TASK OBJECTIVE: Scale the box coordinates in the listing lines, starting with the line containing "treadmill. Report pixel corners as JSON arrays." and continuing through the line containing "[[0, 226, 346, 349]]". Repeat all of those lines in full, multiplying each box coordinate by 0.2 and rounding to whole numbers with halves rounded up, and leave every other number, including the format sample, as it is.

Items listed in a dataset
━━━━
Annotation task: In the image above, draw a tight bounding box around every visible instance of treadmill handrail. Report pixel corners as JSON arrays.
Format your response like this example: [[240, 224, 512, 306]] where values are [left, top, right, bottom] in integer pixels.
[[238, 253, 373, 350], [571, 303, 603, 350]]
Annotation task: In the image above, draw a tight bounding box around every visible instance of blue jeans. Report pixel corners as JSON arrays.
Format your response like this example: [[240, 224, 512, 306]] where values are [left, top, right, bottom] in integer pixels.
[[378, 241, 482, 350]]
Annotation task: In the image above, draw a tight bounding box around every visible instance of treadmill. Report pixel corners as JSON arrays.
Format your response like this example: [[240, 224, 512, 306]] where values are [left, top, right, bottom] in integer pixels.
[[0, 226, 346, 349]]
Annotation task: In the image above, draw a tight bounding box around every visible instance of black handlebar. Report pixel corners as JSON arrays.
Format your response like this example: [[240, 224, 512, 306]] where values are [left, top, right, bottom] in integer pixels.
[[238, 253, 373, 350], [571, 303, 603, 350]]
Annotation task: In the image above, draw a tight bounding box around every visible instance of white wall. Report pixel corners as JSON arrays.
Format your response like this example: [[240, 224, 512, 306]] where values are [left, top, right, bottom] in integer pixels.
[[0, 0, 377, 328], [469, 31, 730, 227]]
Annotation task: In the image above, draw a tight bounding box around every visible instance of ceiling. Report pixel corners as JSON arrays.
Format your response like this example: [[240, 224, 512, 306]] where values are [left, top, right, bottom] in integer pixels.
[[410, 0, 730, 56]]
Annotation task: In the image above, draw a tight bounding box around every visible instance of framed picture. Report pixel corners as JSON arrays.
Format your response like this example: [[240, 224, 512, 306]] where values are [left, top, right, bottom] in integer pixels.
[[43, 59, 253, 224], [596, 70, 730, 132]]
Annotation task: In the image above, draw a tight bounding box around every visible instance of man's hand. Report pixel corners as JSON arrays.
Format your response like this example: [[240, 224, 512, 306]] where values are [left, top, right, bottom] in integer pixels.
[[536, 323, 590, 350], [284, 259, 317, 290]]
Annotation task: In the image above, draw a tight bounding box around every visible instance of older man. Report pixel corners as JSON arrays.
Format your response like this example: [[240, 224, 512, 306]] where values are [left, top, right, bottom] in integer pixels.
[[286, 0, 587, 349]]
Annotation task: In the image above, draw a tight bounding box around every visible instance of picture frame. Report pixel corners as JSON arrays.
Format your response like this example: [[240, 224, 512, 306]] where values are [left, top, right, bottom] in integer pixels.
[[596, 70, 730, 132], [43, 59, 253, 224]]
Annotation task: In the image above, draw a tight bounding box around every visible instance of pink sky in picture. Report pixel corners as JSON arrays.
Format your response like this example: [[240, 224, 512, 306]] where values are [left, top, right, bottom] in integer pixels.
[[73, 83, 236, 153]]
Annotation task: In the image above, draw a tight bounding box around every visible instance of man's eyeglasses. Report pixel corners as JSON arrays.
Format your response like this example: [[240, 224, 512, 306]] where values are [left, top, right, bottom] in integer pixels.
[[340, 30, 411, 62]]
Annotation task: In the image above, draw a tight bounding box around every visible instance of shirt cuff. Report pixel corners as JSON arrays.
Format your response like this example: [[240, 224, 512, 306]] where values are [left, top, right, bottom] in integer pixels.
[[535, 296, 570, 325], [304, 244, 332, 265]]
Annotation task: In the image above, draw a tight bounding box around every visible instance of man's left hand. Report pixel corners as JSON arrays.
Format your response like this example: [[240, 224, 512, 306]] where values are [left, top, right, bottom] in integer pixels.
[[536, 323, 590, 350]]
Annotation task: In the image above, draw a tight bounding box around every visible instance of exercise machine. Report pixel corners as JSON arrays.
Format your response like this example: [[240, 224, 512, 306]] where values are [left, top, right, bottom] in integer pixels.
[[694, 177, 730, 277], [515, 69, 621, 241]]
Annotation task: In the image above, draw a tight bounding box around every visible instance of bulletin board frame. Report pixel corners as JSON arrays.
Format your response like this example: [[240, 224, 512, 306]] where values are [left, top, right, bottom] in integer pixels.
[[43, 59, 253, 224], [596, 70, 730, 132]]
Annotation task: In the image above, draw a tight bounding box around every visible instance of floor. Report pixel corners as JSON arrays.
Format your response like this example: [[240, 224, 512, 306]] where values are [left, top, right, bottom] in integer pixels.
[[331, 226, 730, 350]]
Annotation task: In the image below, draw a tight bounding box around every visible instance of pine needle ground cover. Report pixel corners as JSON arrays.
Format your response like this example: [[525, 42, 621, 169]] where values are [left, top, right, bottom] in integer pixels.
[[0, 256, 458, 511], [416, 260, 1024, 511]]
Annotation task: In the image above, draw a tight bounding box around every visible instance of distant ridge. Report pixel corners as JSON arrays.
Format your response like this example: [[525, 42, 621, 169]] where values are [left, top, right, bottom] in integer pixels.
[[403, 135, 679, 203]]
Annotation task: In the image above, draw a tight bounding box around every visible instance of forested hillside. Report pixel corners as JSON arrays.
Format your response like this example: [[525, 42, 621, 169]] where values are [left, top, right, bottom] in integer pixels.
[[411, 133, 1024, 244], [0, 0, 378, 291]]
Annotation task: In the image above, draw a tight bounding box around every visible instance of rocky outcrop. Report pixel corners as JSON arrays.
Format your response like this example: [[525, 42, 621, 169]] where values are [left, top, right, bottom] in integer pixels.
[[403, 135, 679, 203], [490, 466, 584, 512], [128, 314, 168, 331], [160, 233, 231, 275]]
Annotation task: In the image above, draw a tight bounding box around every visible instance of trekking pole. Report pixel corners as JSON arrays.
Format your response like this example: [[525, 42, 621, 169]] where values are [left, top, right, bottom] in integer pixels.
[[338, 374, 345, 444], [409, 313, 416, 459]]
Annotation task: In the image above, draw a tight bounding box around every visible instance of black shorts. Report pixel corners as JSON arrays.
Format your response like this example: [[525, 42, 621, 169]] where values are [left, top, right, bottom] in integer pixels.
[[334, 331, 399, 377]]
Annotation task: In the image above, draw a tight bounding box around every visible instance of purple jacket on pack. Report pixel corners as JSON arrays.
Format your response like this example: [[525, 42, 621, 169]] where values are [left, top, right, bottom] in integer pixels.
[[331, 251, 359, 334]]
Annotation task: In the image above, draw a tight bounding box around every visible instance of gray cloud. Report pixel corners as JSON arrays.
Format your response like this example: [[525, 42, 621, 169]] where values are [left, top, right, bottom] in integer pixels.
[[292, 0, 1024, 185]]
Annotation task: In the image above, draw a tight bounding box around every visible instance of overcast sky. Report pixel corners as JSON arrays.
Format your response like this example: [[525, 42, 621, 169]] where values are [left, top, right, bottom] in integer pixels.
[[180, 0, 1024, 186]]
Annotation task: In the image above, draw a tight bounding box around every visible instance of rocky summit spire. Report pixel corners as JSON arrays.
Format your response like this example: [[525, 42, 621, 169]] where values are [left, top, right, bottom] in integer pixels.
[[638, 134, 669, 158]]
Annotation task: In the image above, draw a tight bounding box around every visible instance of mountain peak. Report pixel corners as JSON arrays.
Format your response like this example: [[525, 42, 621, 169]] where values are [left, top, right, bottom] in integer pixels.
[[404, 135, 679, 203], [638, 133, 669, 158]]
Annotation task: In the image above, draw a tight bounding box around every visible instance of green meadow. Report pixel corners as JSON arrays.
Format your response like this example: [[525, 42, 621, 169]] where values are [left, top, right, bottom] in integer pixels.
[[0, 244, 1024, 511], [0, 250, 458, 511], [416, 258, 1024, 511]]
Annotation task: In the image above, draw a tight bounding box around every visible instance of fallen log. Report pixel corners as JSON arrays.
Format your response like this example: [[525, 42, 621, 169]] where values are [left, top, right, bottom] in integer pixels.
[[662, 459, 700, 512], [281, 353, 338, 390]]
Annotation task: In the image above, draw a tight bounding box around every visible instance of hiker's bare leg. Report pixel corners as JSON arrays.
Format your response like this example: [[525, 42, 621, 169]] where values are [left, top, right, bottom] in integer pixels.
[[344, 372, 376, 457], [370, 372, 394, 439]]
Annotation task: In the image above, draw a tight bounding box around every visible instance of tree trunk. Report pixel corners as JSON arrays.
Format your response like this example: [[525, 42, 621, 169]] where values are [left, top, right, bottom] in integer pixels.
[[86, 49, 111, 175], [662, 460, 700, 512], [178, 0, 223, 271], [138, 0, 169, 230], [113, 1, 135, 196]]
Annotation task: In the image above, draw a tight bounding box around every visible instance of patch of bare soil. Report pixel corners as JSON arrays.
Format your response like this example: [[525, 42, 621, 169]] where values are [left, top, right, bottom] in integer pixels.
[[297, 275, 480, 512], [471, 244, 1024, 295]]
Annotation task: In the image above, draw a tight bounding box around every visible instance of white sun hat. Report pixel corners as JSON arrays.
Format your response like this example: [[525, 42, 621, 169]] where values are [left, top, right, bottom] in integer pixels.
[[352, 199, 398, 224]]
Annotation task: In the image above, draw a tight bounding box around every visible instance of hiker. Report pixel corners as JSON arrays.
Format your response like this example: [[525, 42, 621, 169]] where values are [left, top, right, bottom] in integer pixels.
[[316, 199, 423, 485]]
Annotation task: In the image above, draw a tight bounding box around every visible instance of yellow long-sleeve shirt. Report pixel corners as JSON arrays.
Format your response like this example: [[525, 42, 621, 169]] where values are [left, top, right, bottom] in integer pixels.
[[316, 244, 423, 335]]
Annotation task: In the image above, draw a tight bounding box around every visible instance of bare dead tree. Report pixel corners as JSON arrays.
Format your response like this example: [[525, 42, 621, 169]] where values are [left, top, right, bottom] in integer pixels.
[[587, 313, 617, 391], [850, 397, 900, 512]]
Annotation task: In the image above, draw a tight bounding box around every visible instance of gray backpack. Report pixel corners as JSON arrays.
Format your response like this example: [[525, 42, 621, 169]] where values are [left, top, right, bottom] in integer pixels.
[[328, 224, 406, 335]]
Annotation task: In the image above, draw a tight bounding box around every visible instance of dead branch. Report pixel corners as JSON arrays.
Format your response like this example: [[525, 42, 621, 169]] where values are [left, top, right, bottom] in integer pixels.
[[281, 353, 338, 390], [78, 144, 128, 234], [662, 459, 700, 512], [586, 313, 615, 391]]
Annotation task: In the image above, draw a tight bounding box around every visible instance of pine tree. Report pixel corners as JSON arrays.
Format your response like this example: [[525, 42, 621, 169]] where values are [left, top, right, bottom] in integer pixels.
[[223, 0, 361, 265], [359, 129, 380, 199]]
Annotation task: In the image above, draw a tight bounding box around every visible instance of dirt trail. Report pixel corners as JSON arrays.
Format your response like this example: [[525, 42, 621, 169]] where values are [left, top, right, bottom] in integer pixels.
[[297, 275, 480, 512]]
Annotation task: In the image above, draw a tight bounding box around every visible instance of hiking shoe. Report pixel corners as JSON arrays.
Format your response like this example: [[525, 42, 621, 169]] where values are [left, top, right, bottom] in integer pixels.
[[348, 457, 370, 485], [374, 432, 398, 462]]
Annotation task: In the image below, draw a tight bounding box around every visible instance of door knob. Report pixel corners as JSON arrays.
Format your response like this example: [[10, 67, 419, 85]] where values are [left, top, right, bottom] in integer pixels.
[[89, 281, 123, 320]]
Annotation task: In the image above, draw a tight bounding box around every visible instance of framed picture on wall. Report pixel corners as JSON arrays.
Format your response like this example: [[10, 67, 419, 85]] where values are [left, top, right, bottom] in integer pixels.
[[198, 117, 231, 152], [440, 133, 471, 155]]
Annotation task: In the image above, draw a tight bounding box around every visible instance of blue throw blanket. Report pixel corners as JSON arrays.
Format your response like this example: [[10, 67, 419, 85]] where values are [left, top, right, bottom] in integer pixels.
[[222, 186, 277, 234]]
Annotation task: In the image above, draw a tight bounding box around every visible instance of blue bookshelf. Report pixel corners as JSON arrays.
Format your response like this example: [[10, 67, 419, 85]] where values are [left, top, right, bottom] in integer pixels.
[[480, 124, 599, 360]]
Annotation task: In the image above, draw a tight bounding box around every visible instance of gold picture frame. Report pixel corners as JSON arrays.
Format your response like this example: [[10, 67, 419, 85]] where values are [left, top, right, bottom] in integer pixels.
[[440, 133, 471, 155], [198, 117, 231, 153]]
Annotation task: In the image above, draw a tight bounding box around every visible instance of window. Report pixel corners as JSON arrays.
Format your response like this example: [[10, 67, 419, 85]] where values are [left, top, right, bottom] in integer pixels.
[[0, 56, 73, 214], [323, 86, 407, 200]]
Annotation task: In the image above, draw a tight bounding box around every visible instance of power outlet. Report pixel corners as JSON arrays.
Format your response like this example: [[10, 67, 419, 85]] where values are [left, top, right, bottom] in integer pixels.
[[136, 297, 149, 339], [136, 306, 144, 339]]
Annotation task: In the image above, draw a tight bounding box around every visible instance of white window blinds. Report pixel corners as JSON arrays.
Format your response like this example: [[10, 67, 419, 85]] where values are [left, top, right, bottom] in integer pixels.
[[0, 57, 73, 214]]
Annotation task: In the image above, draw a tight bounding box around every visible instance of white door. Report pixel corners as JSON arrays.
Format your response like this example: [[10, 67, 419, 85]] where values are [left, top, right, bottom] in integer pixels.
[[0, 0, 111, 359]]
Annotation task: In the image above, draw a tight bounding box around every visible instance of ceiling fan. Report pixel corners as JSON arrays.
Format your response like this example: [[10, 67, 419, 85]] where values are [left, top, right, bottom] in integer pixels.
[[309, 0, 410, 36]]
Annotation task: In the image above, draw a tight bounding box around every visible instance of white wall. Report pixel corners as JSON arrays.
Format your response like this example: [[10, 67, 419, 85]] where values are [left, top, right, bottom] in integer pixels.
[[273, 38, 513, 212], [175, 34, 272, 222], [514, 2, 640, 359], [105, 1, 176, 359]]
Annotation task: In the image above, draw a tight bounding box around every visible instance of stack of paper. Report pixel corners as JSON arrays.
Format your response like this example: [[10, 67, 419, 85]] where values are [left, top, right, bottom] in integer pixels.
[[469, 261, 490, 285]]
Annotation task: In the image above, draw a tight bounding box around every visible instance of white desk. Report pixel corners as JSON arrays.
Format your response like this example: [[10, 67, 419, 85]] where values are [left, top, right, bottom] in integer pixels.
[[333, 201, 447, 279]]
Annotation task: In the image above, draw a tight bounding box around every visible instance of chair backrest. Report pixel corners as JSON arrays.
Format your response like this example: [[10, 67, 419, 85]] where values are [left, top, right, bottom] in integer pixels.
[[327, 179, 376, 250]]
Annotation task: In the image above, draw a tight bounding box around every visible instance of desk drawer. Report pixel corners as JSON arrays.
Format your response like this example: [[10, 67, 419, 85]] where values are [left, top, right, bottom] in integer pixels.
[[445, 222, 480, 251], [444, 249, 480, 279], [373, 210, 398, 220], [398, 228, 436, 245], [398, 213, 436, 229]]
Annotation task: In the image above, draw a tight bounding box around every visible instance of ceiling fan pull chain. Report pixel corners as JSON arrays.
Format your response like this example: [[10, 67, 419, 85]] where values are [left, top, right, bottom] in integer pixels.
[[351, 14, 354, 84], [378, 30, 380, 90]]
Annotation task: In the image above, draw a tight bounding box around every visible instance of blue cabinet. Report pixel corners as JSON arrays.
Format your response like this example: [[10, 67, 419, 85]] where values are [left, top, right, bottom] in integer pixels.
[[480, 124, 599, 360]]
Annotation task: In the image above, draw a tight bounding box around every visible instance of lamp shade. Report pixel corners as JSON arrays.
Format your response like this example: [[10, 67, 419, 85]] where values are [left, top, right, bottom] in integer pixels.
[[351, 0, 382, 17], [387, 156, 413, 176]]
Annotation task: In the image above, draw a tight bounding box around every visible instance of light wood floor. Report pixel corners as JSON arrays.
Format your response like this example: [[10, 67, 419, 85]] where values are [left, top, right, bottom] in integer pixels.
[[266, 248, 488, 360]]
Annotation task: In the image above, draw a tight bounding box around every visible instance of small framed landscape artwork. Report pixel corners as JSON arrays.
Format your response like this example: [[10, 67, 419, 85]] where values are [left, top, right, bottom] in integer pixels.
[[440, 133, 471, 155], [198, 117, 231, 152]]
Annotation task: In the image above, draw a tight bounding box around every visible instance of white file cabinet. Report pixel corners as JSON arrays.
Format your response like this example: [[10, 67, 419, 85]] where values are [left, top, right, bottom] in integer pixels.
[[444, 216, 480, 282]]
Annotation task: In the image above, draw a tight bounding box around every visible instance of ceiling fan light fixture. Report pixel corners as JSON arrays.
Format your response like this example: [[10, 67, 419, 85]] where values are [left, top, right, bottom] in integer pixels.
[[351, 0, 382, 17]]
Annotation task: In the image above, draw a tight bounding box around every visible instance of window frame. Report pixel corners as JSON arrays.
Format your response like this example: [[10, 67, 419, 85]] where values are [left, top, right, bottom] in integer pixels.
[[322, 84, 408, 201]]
━━━━
ANSWER FOR THE TASK:
Annotation task: In the image above, draw a tight bounding box around every visible instance of treadmill. Report pixel corners as JSON arrays.
Format your response like this example: [[240, 224, 512, 306]] where values are [left, top, right, bottom] in integer pixels.
[[0, 45, 69, 70]]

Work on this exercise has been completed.